--- THE DATA ---
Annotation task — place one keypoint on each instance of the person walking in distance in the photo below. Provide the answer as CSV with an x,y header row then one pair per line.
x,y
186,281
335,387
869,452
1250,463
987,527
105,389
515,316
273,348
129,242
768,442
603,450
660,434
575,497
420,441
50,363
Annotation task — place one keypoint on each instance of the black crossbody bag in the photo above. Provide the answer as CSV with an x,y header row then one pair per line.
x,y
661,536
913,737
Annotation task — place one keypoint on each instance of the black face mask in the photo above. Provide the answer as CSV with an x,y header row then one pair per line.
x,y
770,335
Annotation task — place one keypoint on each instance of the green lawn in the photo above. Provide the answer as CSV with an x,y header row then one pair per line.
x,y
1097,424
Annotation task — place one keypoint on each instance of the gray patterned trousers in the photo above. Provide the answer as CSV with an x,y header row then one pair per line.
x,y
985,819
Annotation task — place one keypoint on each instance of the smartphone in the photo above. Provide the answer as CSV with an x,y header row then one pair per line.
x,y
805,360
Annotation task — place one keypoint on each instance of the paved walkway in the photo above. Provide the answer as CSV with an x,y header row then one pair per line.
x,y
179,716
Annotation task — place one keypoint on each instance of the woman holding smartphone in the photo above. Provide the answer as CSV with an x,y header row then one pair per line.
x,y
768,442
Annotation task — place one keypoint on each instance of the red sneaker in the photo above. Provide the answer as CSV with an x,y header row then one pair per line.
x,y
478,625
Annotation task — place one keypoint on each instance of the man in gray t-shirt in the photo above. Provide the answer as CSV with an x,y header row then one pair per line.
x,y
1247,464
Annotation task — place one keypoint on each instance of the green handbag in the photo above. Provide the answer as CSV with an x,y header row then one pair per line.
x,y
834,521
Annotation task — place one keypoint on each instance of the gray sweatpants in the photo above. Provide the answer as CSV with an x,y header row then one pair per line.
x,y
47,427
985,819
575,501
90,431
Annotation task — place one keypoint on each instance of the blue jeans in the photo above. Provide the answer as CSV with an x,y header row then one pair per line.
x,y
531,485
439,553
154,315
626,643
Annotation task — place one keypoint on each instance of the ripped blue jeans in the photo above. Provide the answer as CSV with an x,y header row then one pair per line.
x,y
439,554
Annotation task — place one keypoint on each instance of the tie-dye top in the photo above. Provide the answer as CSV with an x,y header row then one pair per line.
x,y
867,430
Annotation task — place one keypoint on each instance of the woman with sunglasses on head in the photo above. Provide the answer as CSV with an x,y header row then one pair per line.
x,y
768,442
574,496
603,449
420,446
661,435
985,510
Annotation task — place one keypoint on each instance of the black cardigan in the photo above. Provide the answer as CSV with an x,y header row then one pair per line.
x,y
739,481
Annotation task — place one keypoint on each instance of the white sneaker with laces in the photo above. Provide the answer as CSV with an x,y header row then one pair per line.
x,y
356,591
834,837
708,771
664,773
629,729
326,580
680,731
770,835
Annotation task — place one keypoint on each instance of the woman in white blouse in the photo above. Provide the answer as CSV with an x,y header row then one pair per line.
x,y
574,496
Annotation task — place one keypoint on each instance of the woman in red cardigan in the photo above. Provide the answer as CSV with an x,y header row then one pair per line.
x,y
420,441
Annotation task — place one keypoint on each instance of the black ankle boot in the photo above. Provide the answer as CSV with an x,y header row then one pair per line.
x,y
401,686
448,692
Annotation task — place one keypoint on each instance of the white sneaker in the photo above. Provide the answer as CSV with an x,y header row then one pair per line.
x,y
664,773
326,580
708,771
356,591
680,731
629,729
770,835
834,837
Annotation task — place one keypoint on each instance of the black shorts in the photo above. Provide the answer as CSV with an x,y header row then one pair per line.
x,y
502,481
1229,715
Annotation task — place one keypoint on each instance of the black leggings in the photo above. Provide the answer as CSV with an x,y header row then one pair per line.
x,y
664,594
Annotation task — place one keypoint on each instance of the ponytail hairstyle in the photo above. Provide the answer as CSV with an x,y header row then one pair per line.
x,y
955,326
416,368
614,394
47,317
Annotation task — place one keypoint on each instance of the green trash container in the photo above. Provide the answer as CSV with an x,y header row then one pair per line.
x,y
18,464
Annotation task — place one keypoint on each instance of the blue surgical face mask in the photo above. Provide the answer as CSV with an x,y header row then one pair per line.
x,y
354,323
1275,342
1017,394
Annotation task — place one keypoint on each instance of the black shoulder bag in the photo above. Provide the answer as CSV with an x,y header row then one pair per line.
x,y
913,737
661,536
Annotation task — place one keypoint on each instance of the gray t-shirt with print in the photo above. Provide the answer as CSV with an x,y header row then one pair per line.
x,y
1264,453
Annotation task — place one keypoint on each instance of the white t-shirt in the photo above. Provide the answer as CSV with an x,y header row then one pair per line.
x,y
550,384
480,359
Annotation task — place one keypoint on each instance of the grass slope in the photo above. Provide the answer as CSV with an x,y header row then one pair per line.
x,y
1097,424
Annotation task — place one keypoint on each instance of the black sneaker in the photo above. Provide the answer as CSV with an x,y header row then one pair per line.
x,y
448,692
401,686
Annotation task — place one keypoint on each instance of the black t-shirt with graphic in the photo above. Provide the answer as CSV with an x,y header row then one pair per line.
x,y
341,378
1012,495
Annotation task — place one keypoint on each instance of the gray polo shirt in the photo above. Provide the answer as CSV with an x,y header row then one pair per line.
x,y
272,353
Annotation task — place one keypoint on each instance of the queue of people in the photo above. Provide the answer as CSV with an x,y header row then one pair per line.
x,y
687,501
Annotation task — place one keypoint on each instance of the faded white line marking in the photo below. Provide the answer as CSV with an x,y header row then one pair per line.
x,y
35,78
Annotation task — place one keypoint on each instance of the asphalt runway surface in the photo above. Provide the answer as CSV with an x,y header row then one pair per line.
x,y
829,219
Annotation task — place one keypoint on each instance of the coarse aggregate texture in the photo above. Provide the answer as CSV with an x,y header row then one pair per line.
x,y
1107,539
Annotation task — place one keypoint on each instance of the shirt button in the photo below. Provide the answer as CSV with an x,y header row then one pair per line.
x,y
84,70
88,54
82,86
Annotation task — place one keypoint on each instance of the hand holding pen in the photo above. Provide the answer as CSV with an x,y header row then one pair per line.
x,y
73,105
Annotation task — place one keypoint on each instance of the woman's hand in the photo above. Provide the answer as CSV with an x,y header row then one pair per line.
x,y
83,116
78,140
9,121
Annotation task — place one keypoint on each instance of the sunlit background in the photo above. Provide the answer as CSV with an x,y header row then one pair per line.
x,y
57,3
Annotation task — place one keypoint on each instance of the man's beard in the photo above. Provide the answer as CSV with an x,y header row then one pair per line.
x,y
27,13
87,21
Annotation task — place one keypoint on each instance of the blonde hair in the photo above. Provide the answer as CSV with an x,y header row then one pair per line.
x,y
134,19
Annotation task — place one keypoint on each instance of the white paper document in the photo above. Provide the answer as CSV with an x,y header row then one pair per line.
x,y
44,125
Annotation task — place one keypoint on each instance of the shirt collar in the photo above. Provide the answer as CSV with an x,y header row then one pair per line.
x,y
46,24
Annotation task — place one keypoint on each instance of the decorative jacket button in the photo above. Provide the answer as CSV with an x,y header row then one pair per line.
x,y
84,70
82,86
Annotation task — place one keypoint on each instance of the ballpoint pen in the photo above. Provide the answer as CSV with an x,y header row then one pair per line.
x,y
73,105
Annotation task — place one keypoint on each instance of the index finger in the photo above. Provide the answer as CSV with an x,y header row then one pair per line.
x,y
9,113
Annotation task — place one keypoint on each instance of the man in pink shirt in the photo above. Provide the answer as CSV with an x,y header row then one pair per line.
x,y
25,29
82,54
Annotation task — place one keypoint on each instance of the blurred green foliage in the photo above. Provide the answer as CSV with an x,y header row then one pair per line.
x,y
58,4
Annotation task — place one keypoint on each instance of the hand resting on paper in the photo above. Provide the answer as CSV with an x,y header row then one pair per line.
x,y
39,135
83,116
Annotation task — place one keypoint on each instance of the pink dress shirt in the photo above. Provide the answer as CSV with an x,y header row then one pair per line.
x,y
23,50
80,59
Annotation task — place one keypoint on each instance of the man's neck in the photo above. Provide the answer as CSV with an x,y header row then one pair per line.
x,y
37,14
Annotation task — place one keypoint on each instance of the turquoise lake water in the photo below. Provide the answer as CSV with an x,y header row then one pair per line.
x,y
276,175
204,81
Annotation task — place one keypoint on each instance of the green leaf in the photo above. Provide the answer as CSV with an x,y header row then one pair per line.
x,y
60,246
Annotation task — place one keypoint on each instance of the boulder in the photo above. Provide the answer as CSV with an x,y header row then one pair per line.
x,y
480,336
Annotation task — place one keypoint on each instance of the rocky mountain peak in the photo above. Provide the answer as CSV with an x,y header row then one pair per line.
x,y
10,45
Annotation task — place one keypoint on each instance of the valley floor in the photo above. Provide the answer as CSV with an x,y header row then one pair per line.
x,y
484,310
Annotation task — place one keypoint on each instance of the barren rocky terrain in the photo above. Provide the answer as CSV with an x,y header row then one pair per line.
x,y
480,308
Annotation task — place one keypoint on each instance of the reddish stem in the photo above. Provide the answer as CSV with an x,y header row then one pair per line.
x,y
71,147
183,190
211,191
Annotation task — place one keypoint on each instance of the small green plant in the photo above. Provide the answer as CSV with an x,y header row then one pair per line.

--- AIM OF THE TASK ---
Start at the line containing "of the reddish". Repeat it and each line after it, word for word, to the end of the records.

--- RESULT FOR THIS EXERCISE ---
Annotation task — place one keypoint on each instance of the reddish stem in the photo above. Provide the answer as CSV with an x,y header row then one pair per line.
x,y
71,147
183,190
211,191
Annotation task — place one keypoint on each instance of the small green plant in the photo above. Provide the answer as CSV with an x,y header row then one pair per line.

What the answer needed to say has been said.